In life, journalist Neroli Colvin was passionate about the environment and social justice. But it was her decision to leave a bequest to the Greens that will have significant, far-reaching impacts for generations to come.
By Joana Partyka
In life, Neroli Colvin was a storyteller.
In many ways the journalist, journalism trainer and rare disease advocate dedicated her life to the pursuit of a good story, guided by deep passions that spanned the environment, arts, politics and beyond.
Sadly, Neroli passed away in 2018. But it’s her commitment to these passions that have allowed her to make a significant impact on the world around her – well beyond the length of her life.
One of the ways Neroli’s legacy lives on is thanks to a generous bequest she made to the Australian Greens.
She recognised that a financial contribution to the Greens in her will was one of the most meaningful actions she could take to help secure the future for all of us in her own absence.
Layers of stories
In 2005, Neroli moved on from journalism practice – mostly at Fairfax newspapers – and into journalism training as a Fairfax training editor. She then went on to run the journalism cadetship program at SBS as a much-admired contractor, training the next generation of storytellers.

→ **DATA RECORDS**:
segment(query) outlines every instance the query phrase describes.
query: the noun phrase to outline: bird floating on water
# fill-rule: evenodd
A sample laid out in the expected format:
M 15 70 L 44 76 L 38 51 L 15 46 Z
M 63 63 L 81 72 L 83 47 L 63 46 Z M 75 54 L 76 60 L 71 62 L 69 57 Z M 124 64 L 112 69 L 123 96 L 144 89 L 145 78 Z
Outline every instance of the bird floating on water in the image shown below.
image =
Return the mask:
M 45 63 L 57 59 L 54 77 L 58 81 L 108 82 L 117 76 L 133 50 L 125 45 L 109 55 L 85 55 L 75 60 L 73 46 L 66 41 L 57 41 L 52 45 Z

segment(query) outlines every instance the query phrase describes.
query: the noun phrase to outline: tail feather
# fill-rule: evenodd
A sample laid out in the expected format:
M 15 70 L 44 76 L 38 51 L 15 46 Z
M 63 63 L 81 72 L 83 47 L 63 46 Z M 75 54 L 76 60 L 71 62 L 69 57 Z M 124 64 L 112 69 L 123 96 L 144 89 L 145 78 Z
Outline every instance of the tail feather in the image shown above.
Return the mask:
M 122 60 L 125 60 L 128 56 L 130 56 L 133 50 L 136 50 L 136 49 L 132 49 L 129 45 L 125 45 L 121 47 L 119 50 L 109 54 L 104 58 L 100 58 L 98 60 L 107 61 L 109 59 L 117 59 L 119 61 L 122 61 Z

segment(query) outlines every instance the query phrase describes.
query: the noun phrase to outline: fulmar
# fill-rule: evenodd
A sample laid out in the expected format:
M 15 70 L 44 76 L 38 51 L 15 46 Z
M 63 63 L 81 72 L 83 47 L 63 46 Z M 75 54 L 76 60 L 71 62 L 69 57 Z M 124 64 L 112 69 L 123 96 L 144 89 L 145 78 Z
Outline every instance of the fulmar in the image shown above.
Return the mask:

→ **WHAT TO DO**:
**a)** In the profile of Neroli Colvin, in what year did she move from journalism practice into journalism training?
**b)** Pick up the profile of Neroli Colvin after its last sentence and continue it.

→ **ANSWERS BY TASK**:
**a)** 2005

**b)**
Towards the end of her life, Neroli told her ultimate story by completing a PhD that focused on diversity in regional areas.
But Neroli’s story itself would be incomplete without a key underlying factor: the rare bone disease she was diagnosed with as a child and lived with for the rest of her life.
It helped shape her outlook on the world – as well as the impact she left on it after her passing, according to her partner Jock Cheetham, a senior lecturer in journalism at Charles Sturt University in Bathurst. They met as sub-editors at The Sydney Morning Herald in the early 2000s.
“She was interested in and had involvement in and wanted to have her legacy support issues relating to rare diseases,” Jock said.
The Green connection
Neroli was a strong supporter of the Greens during her life, drawn to the movement’s focus on socially progressive politics as well as the environmental aspect.
“Neroli also had a profound respect for Bob Brown – that was definitely a key characteristic of her support for the Greens,” Jock said.
Neroli was a long-term Greens member and Jock remembers her commitment to the party and its cause, having volunteered on a number of occasions on election day.
It was her deep commitment to Greens principles and the environment itself that drove Neroli to leave the party a gift in her will.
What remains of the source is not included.